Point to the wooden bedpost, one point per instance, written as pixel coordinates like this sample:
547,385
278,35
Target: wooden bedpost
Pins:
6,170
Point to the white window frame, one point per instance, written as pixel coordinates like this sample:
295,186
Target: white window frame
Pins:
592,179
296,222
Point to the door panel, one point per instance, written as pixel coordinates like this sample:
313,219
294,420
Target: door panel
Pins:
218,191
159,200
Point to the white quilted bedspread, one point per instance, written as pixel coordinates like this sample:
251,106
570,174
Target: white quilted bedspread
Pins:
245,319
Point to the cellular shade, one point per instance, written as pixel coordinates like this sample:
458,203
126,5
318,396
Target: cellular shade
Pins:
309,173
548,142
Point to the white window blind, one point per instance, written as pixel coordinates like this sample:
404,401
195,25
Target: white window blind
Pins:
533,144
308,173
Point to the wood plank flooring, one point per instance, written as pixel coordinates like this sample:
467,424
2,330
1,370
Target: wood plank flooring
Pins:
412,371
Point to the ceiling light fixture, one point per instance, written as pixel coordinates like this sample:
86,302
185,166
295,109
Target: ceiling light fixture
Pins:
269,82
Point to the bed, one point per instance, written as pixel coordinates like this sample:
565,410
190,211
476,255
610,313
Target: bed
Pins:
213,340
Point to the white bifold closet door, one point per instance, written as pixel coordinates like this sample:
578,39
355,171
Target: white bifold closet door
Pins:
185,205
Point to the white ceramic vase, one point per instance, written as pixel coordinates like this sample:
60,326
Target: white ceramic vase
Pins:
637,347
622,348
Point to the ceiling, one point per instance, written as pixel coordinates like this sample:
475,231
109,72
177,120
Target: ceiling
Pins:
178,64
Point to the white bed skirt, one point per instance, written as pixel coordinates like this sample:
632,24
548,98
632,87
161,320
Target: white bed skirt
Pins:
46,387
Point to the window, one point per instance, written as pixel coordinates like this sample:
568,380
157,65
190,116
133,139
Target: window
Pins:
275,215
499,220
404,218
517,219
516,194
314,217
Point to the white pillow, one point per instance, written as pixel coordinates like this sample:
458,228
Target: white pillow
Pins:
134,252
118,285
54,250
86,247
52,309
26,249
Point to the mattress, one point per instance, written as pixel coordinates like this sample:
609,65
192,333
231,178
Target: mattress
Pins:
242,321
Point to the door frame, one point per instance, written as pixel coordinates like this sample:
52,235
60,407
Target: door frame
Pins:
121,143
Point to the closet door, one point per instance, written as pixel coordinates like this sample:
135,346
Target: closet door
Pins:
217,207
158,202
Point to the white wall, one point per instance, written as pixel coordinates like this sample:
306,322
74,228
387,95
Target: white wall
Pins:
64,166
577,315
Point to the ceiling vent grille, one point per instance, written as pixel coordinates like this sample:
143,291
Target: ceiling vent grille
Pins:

▬▬▬

Could you rescale the rows from the line containing "Point to the closet" through the end of the rows, rewriting every one of those lines, requests included, with each pin coordinate multiplied by 2.5 and rounded to a whole number, halves rounded up? The requests and their sample coordinates should stay as they are.

* _Result_
Point to the closet door, one point per instance, written as pixel coordinates like this sample:
135,346
Target: closet door
Pins:
543,518
395,505
Point to the white wall, one point per instance, written as pixel coordinates like this sample:
306,322
74,228
387,95
Target: white wall
Pins:
160,415
1443,788
Point to the ceiling vent grille, one point per instance, written as pixel coordinates like this sample:
143,291
Target: ceiling vent grille
Pins:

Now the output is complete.